• **TASK STATEMENT**
Rewrite the listing with every occurrence of "Current query" changed to "Search phrase" and everything else left as is. Omit the pictures from your answer.

(Image region labeling entries)
++++++
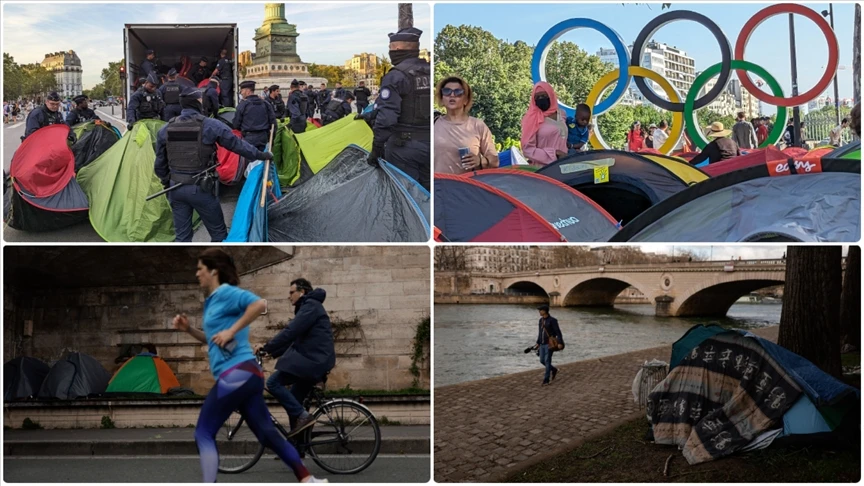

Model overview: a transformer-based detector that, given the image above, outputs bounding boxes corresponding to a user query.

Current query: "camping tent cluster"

[3,352,180,402]
[435,142,861,242]
[647,325,860,464]
[4,113,431,242]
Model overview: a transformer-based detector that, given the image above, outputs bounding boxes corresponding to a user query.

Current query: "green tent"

[105,353,180,394]
[77,120,180,243]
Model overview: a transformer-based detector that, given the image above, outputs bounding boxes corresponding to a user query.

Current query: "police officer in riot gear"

[368,27,432,189]
[154,88,273,242]
[66,95,101,127]
[21,91,68,140]
[333,82,345,100]
[159,68,183,121]
[286,79,306,133]
[306,84,318,118]
[202,76,221,118]
[189,57,210,86]
[139,49,159,78]
[234,81,276,151]
[318,83,331,117]
[267,84,285,120]
[321,91,354,125]
[354,81,372,113]
[213,49,234,106]
[126,73,164,130]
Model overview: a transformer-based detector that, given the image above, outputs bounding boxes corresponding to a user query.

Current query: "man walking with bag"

[534,304,564,386]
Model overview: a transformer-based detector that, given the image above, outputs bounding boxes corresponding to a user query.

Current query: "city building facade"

[42,50,83,98]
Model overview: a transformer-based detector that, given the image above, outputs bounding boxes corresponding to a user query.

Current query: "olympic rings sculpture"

[531,3,840,154]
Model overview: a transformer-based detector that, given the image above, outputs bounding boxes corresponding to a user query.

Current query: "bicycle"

[217,353,381,474]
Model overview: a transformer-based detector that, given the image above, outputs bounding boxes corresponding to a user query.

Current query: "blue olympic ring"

[531,18,630,116]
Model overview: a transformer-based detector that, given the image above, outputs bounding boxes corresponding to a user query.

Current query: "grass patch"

[503,418,861,483]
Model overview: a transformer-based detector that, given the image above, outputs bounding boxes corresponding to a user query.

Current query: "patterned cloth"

[648,332,802,464]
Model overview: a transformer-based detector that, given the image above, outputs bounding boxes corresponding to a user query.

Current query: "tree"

[546,41,615,106]
[840,246,861,349]
[434,25,533,140]
[3,52,26,100]
[777,246,842,377]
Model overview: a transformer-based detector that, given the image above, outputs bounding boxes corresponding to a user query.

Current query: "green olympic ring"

[684,59,787,150]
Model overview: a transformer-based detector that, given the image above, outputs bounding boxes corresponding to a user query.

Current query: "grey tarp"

[39,353,111,400]
[613,172,861,243]
[3,356,48,401]
[471,169,617,242]
[267,145,429,242]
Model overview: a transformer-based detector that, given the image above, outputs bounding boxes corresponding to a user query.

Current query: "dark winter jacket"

[264,289,336,380]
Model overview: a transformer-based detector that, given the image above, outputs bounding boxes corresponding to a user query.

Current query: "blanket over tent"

[648,332,802,464]
[78,120,186,242]
[267,145,429,242]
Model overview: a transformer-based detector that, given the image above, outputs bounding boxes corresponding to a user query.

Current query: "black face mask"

[390,49,420,66]
[534,98,552,111]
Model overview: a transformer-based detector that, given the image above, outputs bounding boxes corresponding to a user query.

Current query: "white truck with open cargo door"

[123,24,240,106]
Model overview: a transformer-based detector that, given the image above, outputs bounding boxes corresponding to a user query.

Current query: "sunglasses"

[441,88,465,98]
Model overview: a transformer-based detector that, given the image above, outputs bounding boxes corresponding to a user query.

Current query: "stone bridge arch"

[669,271,786,317]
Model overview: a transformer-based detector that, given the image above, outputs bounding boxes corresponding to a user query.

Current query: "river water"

[434,304,782,386]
++++++
• **TASK OUTPUT**
Model overview: a transformer-based detector that, given the image above, outputs bounding boxes corresponding to a user query.

Search phrase: "camping tent cluster"

[3,352,180,402]
[435,142,861,242]
[647,325,860,464]
[4,113,431,242]
Model overview: a transformer-based detector that, given the image above, outputs bounding boxes corresponding to a user query.

Search phrase: "green tent"

[105,353,180,394]
[77,120,180,243]
Model overview: a transformer-based detector that, given the image above, outputs bounding boxes corresponding to a user query.

Search phrase: "police officer in riot gear"

[368,27,432,189]
[154,88,273,242]
[66,95,101,127]
[21,91,68,140]
[333,82,345,100]
[159,68,183,121]
[286,79,306,133]
[306,84,318,118]
[202,76,221,118]
[189,57,210,86]
[139,49,159,78]
[234,81,276,151]
[318,83,331,117]
[267,84,285,120]
[321,91,354,125]
[354,81,372,113]
[213,49,234,106]
[126,73,164,130]
Model overview: a transformer-based detector that, given the image above, outputs bounding boxes corresponding to a user query.

Search phrase: "man walking with bag"

[534,304,564,386]
Model overview: a transformer-based detector that, given the image above, outputs bounding boxes corresponding to a user query.

Search phrase: "city building facade"

[42,50,83,98]
Model overview: a transformer-based detector that, given the image above, outputs bounding boxes corresponding to a user query.

Search phrase: "olympic rings sculpture"

[531,3,840,154]
Model overview: a transformer-based detector that, given the image above, outputs bounding boxes corresponding to a user query.

Search phrase: "bicycle"

[217,353,381,474]
Model overview: a transformer-based detector that, given the image above, outputs bounding boxes corresponding to a user query.

Search phrase: "blue olympic ring"

[531,18,630,116]
Model overview: a transformer-based detector that, given the image above, outputs bounding boxes corresponding to a user query.

Search phrase: "grass patch"

[503,418,861,483]
Model overview: a transformer-based detector that, given the image above, outputs bounding boxes corresponding to a user query.

Search phrase: "patterned cloth"

[648,332,802,464]
Model overview: a transformer-based detector that, given the image above, outputs bounding boxes corresponding to a user query.

Search phrase: "tree"

[546,41,615,106]
[840,246,861,349]
[434,25,533,140]
[3,52,26,100]
[777,246,842,377]
Model overview: a transformer-based detector that, given the image above, outputs bounding boxes corresponding to a user query.

Search phrase: "green olympic ring"

[684,59,787,150]
Model overview: a transformer-based detector that, given the image above, outputs bounding boxes corresponding to a user query.

Search phrase: "grey tarp"

[39,353,111,400]
[613,172,861,243]
[3,356,48,401]
[471,169,617,242]
[267,145,429,242]
Model overview: a transformer-based detector that, given the image above, outputs bounding boxes corresponding to a user query.

Search phrase: "dark winter jacket"

[264,289,336,380]
Model overview: a transformer-based detector that, given the image above, outputs bounding boxes corresponding to a user query.

Search phrase: "blanket over tent"

[648,332,802,464]
[78,120,186,242]
[267,145,429,242]
Model overview: a transformer-based detector that, given the image above, outputs bounding boxes corresponding to a user query.

Search phrase: "black face mask"

[390,49,420,66]
[534,98,552,111]
Model overview: a transformer-based detector that, given the image above, outputs bounding boxes corresponding to a user query.

Search phrase: "white truck with open cargo door"

[123,24,240,106]
Model overview: a transformer-based detector that, given the image above, outputs bounding boxes corresponding to a user query.

Search phrase: "sunglasses"

[441,88,465,98]
Model overview: a transformer-based detector that, given the image above, outputs bounding boxes corresponding to a user query.

Search phrase: "stone bridge arch"

[669,271,786,317]
Model overview: a transformer-based detector that, given the image above, outputs bounding boxes corresponding to a user query.

Search phrase: "river water"

[434,304,782,386]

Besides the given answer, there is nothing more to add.